__WORK INSTRUCTIONS__
Print all of the data exactly as written.

__SOURCE DATA__
==============================

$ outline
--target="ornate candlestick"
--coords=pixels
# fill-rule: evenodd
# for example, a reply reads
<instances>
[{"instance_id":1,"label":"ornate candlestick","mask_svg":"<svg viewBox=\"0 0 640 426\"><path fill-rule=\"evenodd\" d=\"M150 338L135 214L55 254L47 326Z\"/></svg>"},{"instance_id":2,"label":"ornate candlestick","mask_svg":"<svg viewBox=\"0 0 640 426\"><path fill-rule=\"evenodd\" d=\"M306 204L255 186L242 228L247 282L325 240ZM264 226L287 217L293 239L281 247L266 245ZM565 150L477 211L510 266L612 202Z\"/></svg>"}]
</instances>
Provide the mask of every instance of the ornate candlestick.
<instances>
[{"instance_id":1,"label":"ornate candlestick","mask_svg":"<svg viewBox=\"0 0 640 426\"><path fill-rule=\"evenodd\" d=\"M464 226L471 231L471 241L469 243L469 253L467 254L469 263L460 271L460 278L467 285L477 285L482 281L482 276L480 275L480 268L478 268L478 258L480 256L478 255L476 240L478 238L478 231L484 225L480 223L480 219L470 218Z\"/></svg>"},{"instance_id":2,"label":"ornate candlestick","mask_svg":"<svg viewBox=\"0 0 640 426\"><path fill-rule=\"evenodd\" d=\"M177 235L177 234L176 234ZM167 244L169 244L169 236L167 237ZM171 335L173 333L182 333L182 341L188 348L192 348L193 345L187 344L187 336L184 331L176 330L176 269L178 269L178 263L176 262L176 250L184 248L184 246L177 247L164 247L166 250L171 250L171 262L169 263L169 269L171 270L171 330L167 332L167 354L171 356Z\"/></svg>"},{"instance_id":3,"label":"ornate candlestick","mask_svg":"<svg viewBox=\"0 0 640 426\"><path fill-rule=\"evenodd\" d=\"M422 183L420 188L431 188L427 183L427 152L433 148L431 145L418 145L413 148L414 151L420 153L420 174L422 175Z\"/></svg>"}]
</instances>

==============================

__EXERCISE RESULT__
$ outline
--target="ornate candlestick"
--coords=pixels
# fill-rule: evenodd
# for example, a reply reads
<instances>
[{"instance_id":1,"label":"ornate candlestick","mask_svg":"<svg viewBox=\"0 0 640 426\"><path fill-rule=\"evenodd\" d=\"M150 338L135 214L55 254L47 326Z\"/></svg>"},{"instance_id":2,"label":"ornate candlestick","mask_svg":"<svg viewBox=\"0 0 640 426\"><path fill-rule=\"evenodd\" d=\"M306 204L255 186L242 228L247 282L325 240ZM264 226L287 217L293 239L281 247L266 245ZM565 150L477 211L510 266L612 202Z\"/></svg>"}]
</instances>
Provide the mask of every instance of the ornate candlestick.
<instances>
[{"instance_id":1,"label":"ornate candlestick","mask_svg":"<svg viewBox=\"0 0 640 426\"><path fill-rule=\"evenodd\" d=\"M464 226L471 231L471 241L469 243L469 253L467 254L469 263L460 271L460 278L467 285L477 285L482 281L482 276L480 275L480 268L478 268L478 258L480 256L478 255L476 240L478 238L478 231L484 225L480 223L480 219L470 218Z\"/></svg>"},{"instance_id":2,"label":"ornate candlestick","mask_svg":"<svg viewBox=\"0 0 640 426\"><path fill-rule=\"evenodd\" d=\"M177 235L177 234L176 234ZM167 244L169 244L169 236L167 237ZM171 335L173 333L182 333L182 341L188 348L192 348L193 345L187 344L187 336L184 331L176 330L176 269L178 269L178 263L176 262L176 250L184 248L184 246L177 247L164 247L166 250L171 250L171 262L169 263L169 269L171 270L171 330L167 332L167 354L171 356Z\"/></svg>"},{"instance_id":3,"label":"ornate candlestick","mask_svg":"<svg viewBox=\"0 0 640 426\"><path fill-rule=\"evenodd\" d=\"M422 183L420 188L431 188L427 183L427 152L433 148L431 145L418 145L413 148L414 151L420 153L420 174L422 175Z\"/></svg>"}]
</instances>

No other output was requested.